Text under study -
---

Medical scientists conduct medical laboratory tests to provide information for diagnosing, treating and preventing disease.
Roles and responsibilities
What does a Medical Scientist do?
Medical scientists may perform the following tasks:
- study blood and its diseases, count blood cells and examine blood slides with a microscope
- identify blood diseases such as anaemia and leukaemia
- determine the suitability of blood for transfusion by cross-matching the blood with the patient and checking for the presence of diseases such as hepatitis and AIDS
- test blood for blood group antibodies that may cause disease in newborn babies and check the compatibility of bone marrow, kidney and other organs for transplantation
- determine the chemical composition of specimens such as blood and urine, important in the diagnosis and treatment of kidney disease, liver disease and diabetes
- grow disease-causing organisms such as bacteria, viruses and fungi that are taken from a variety of clinical specimens
- prepare body tissues (taken from the body during surgery or post-mortem examinations) for microscopic examination
- prepare body fluids for microscopic examination and diagnose abnormalities
- isolate and examine genetic material (DNA and RNA) for alterations specific to genetic diseases and cancer, to assist with the diagnosis and treatment of these conditions
- supervise the work of other scientists, technical officers and assistants
- advise medical practitioners on the interpretation of tests.

---

Action item A - List every kind of disease-causing organism that the text on medical scientists names.
Action item B - Reproduce the text on medical scientists from "Medical scientists conduct" to "Medical Scientist do?".
The material that follows has no connection to the text on medical scientists.

Input data -
---

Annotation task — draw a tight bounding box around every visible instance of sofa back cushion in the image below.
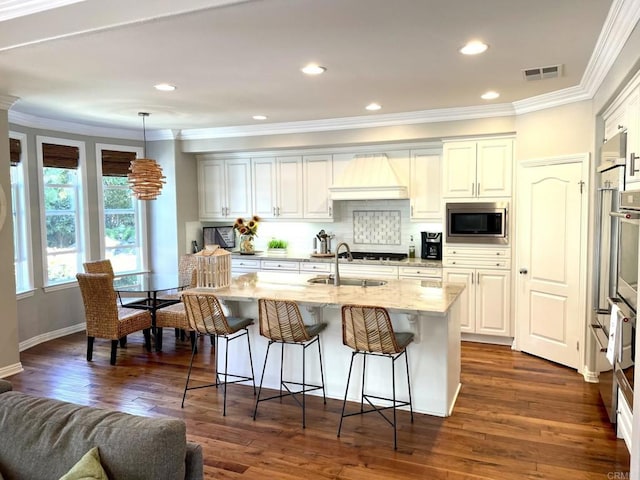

---

Answer space A - bacteria, viruses, fungi

Answer space B -
Medical scientists conduct medical laboratory tests to provide information for diagnosing, treating and preventing disease.
Roles and responsibilities
What does a Medical Scientist do?